Do this =>
Your task is to repeat the records exactly from the line containing "Mark the red football" onward, through the final line.

Given data =>
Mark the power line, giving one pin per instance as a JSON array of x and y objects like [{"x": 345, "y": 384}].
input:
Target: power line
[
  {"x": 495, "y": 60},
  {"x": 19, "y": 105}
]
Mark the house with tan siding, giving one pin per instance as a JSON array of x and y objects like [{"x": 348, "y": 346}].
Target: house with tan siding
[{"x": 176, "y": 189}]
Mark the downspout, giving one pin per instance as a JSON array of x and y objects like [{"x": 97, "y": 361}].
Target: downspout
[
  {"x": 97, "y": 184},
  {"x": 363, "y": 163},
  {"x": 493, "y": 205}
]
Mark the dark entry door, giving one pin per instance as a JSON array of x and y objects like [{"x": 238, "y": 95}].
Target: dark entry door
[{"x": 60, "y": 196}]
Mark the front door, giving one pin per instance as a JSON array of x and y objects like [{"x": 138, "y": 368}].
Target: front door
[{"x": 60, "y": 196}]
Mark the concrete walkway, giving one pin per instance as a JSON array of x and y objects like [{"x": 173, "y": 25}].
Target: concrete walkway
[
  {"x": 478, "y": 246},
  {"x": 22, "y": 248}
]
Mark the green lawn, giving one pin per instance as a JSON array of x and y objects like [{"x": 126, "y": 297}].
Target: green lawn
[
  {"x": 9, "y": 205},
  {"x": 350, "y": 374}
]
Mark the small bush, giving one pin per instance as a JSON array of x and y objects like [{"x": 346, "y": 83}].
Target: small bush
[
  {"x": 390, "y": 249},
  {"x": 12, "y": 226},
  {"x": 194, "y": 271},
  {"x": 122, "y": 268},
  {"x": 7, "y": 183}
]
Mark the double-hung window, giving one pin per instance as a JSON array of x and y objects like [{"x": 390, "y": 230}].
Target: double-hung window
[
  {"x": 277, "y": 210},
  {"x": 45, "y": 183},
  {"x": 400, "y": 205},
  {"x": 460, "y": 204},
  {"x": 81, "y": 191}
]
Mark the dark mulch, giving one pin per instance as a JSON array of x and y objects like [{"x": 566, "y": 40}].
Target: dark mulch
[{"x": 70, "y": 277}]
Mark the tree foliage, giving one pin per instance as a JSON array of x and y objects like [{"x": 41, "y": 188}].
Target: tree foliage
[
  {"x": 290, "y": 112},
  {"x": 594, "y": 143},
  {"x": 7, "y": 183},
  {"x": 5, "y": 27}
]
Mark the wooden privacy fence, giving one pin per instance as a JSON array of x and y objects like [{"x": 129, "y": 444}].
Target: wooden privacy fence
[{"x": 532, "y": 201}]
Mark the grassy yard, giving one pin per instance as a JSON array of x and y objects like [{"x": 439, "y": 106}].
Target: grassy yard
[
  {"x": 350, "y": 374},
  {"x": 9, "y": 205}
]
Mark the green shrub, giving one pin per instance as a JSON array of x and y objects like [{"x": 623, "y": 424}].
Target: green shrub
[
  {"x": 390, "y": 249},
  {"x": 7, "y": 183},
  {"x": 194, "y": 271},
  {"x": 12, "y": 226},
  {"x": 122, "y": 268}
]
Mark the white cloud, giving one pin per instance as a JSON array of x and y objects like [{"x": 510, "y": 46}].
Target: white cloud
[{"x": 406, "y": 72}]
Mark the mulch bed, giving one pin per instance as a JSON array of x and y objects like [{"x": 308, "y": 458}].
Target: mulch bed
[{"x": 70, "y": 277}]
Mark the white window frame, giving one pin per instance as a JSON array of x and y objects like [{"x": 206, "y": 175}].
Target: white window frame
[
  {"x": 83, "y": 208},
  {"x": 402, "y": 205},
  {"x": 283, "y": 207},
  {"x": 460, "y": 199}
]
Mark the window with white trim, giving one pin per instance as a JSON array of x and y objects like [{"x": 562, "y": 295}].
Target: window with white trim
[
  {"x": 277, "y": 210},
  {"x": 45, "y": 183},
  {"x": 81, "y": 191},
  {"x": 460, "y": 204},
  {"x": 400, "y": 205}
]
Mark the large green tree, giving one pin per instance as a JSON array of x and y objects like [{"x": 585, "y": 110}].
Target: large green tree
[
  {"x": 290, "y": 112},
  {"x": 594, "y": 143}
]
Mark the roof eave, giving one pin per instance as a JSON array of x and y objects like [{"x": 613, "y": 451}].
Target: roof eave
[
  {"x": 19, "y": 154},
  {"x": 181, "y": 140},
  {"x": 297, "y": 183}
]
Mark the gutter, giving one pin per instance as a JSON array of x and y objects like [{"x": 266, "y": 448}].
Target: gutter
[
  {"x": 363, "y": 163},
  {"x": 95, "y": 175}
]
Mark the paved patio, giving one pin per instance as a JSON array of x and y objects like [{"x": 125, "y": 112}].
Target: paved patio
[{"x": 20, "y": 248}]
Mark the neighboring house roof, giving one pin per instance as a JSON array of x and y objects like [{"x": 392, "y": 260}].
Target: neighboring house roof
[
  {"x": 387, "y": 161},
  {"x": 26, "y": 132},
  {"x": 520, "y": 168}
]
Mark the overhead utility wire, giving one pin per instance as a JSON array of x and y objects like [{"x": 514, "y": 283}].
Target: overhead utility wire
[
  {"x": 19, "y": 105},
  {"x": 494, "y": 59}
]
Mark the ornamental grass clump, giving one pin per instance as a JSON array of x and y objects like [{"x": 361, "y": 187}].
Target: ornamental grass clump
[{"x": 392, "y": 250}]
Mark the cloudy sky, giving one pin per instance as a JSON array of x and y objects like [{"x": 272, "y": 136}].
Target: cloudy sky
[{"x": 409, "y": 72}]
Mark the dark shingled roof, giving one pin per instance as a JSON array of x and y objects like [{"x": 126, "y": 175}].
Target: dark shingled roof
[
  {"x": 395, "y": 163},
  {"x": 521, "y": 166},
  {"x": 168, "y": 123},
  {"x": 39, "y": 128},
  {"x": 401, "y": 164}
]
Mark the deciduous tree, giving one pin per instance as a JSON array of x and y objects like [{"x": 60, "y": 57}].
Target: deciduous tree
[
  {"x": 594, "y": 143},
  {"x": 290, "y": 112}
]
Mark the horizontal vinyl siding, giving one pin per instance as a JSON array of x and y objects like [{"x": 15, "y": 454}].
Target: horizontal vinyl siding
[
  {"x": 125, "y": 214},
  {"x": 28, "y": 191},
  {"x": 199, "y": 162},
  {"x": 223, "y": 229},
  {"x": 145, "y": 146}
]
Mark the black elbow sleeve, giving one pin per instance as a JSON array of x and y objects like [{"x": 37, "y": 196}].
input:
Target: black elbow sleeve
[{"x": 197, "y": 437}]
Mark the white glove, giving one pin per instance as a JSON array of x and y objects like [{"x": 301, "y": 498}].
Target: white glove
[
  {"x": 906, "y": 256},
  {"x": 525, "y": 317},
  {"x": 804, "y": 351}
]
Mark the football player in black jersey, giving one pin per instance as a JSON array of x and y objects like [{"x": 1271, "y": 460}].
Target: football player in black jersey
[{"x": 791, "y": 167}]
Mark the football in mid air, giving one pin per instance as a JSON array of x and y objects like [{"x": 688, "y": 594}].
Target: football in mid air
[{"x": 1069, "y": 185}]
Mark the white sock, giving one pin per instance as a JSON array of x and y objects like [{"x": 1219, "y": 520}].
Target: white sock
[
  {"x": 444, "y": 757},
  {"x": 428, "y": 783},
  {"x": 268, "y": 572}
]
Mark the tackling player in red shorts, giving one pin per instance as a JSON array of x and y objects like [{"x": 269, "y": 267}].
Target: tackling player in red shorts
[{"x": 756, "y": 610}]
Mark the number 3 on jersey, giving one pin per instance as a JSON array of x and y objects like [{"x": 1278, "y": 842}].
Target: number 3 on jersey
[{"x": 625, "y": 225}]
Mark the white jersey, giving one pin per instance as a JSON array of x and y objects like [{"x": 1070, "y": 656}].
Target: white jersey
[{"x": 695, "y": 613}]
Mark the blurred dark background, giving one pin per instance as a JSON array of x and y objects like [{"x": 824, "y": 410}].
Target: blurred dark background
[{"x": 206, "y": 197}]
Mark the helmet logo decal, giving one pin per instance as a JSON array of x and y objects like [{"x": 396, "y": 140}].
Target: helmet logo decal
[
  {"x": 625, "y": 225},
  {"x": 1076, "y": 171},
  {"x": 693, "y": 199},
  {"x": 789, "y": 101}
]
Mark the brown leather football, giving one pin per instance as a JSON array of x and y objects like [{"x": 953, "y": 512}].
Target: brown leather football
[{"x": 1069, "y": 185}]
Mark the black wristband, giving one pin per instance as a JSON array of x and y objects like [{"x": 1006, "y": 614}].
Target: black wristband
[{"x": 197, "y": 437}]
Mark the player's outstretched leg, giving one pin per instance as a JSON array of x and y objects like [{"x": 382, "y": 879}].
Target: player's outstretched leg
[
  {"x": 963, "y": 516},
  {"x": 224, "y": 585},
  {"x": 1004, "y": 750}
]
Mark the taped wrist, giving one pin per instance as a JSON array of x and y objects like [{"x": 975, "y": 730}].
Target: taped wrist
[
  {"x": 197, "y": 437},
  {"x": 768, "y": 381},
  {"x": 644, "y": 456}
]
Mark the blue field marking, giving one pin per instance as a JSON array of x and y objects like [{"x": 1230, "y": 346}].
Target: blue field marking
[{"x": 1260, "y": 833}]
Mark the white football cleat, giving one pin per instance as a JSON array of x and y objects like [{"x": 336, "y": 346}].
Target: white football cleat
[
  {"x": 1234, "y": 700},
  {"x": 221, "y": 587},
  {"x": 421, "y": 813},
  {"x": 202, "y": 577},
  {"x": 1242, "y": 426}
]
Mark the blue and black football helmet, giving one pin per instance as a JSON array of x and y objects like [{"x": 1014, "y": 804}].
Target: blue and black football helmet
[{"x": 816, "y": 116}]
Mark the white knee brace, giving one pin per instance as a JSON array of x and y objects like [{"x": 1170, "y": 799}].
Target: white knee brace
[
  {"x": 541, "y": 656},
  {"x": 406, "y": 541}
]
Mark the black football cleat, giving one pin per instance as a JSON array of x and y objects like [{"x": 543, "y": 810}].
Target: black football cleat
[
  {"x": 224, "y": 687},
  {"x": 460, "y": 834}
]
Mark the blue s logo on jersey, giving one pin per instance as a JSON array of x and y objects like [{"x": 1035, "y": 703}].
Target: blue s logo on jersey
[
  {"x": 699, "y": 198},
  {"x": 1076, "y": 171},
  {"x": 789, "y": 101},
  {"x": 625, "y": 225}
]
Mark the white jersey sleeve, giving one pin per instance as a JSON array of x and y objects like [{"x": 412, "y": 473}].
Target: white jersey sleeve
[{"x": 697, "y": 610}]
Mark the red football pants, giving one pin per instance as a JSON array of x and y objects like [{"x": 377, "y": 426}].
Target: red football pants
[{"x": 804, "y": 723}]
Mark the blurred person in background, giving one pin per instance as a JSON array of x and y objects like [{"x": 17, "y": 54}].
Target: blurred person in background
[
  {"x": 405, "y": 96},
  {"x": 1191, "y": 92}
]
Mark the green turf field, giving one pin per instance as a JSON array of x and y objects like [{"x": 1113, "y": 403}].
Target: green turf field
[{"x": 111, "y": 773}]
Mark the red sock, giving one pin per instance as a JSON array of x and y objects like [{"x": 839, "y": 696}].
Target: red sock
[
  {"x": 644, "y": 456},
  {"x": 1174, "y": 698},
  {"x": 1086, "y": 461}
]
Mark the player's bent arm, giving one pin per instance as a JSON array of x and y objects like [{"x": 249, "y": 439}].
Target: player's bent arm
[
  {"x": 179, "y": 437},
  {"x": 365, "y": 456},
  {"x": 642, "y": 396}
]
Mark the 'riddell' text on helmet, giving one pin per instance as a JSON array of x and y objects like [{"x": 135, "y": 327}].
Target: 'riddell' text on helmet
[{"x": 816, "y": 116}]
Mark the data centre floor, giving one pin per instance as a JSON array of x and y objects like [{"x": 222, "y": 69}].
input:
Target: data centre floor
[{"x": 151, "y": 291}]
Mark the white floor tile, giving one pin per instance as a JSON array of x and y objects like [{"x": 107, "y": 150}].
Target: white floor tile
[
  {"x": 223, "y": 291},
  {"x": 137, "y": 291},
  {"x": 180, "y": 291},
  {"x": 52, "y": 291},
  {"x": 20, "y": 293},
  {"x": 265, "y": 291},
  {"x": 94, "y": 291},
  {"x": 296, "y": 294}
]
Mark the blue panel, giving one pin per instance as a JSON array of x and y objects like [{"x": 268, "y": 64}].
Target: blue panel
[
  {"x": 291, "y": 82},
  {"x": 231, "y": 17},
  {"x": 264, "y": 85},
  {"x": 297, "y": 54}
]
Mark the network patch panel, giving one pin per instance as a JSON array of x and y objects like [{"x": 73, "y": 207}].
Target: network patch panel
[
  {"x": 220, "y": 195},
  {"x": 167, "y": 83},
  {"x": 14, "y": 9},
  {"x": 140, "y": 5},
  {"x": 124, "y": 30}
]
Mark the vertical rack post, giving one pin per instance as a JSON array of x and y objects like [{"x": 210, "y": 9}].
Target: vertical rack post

Complete response =>
Mark the red football pants, giving one pin per instance as a JSON array of x and y objects like [{"x": 377, "y": 426}].
Target: red football pants
[{"x": 804, "y": 723}]
Mark the blurred person in background, giving one pin per instance as a JSON array of x and y objects like [{"x": 17, "y": 54}].
Target: blurred person in background
[
  {"x": 405, "y": 96},
  {"x": 1191, "y": 92}
]
Mark the green turf field, giving one pin per instance as a JSON array of x and y objects like [{"x": 1113, "y": 403}].
Target: green turf field
[{"x": 111, "y": 773}]
Mark the red sock, giving one pin per instance as a JSON array of x and y objects like [{"x": 839, "y": 696}].
Target: red sock
[
  {"x": 644, "y": 456},
  {"x": 1174, "y": 698},
  {"x": 1086, "y": 461}
]
Mark the player's bent arm, giving one pin per instance as a JSON array of x and y objects like [{"x": 249, "y": 439}].
Target: player's bent arm
[
  {"x": 179, "y": 437},
  {"x": 365, "y": 456},
  {"x": 642, "y": 396}
]
Mark the 'riddell' text on helmet, giving one pin per instance as a JSON array of x and y objects like [{"x": 135, "y": 327}].
Target: 'riddell' text on helmet
[{"x": 816, "y": 116}]
Mark the data centre floor, giving one pin per instance as a JSON array of x and y objects like [{"x": 222, "y": 69}].
input:
Target: data centre floor
[{"x": 151, "y": 291}]
Mark the white floor tile, giving one pin per instance as a JSON array of x and y objects like [{"x": 107, "y": 150}].
Target: white floor tile
[
  {"x": 223, "y": 291},
  {"x": 137, "y": 291},
  {"x": 180, "y": 291},
  {"x": 52, "y": 291},
  {"x": 20, "y": 293},
  {"x": 265, "y": 291},
  {"x": 94, "y": 291},
  {"x": 296, "y": 294}
]
Mark the blue panel, giving one pin per instance as a JSON array of x and y objects like [{"x": 268, "y": 64}].
Target: blue panel
[
  {"x": 291, "y": 82},
  {"x": 231, "y": 17},
  {"x": 264, "y": 85},
  {"x": 297, "y": 54}
]
Mark the network patch panel, giving one pin per instance as a JSON array of x and y objects like [{"x": 73, "y": 207}].
Target: network patch panel
[
  {"x": 220, "y": 195},
  {"x": 167, "y": 83},
  {"x": 14, "y": 9},
  {"x": 140, "y": 5},
  {"x": 124, "y": 30}
]
Mark the vertical rack post, giving one pin per instance as a JSON array of x and y objects like [{"x": 210, "y": 9}].
Target: vertical rack post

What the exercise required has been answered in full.